Dataset entries:
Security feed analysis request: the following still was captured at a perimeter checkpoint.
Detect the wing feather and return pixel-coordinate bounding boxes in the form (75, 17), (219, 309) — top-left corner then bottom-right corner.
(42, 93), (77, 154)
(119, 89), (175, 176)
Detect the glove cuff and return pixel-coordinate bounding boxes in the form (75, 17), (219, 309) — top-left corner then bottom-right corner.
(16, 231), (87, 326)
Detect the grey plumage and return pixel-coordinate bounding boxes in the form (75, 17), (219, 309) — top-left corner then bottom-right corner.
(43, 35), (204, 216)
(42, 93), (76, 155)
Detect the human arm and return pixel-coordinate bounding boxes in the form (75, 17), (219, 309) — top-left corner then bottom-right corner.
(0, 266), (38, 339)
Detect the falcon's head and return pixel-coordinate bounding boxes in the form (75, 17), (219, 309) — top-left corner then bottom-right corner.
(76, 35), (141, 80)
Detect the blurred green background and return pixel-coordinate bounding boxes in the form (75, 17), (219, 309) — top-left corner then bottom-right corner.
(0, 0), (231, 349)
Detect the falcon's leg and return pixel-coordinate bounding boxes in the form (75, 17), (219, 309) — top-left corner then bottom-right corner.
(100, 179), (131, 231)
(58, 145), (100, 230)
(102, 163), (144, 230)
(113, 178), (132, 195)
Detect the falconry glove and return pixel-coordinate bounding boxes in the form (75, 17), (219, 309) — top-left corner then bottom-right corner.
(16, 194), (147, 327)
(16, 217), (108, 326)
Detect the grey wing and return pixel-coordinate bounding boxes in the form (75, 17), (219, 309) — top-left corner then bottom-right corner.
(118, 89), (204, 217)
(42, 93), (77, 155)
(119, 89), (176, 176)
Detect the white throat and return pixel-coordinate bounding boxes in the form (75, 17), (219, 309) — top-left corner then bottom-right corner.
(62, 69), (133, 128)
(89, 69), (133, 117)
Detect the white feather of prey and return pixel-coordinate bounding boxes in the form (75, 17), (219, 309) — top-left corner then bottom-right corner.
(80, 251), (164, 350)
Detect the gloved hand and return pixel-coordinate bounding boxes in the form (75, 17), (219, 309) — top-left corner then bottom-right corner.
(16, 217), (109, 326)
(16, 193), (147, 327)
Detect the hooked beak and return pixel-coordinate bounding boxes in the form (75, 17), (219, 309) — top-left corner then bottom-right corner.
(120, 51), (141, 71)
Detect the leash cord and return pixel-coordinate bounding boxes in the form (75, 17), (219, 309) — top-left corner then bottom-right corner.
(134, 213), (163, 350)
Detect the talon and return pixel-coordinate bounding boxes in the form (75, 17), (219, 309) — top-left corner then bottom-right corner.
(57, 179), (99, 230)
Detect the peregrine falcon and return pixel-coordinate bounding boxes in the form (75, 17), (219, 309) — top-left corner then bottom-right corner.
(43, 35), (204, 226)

> **INSTRUCTIONS FOR THE TASK**
After locating the line with "Detect the white throat" in the records above, please set down that line and all later ones exactly, and no other line.

> **RESULT**
Detect the white throat and return pixel-coordinate bounding boxes in the form (75, 17), (219, 309) — top-left corner then bottom-right corner.
(62, 69), (133, 128)
(89, 69), (133, 117)
Detect the white feather of prey and return pixel-coordinate bounding boxes in the form (75, 17), (219, 309) — top-left corner then bottom-right corner.
(80, 251), (164, 350)
Detect the gloved hand and return pixel-coordinate bounding boxes in the form (75, 17), (219, 309) — top-left corner then bottom-right corner.
(16, 217), (109, 326)
(16, 193), (147, 327)
Detect the hooked beak and return pixel-coordinate bounding boxes in the form (75, 17), (219, 309) — top-left corner then bottom-right corner.
(120, 51), (141, 71)
Detect the leash cord and return pixel-coordinate bounding boxes in the form (75, 17), (219, 309) — top-left corner then bottom-right corner.
(134, 213), (163, 350)
Detect the talon and return pixel-coordinate bounding boxes in the form (75, 17), (219, 309) — top-left corner then bottom-right corner.
(57, 179), (99, 230)
Detect the peregrine falcon and return pixel-coordinate bounding boxes in the form (75, 17), (219, 309) — top-left corner then bottom-right corner.
(43, 35), (204, 226)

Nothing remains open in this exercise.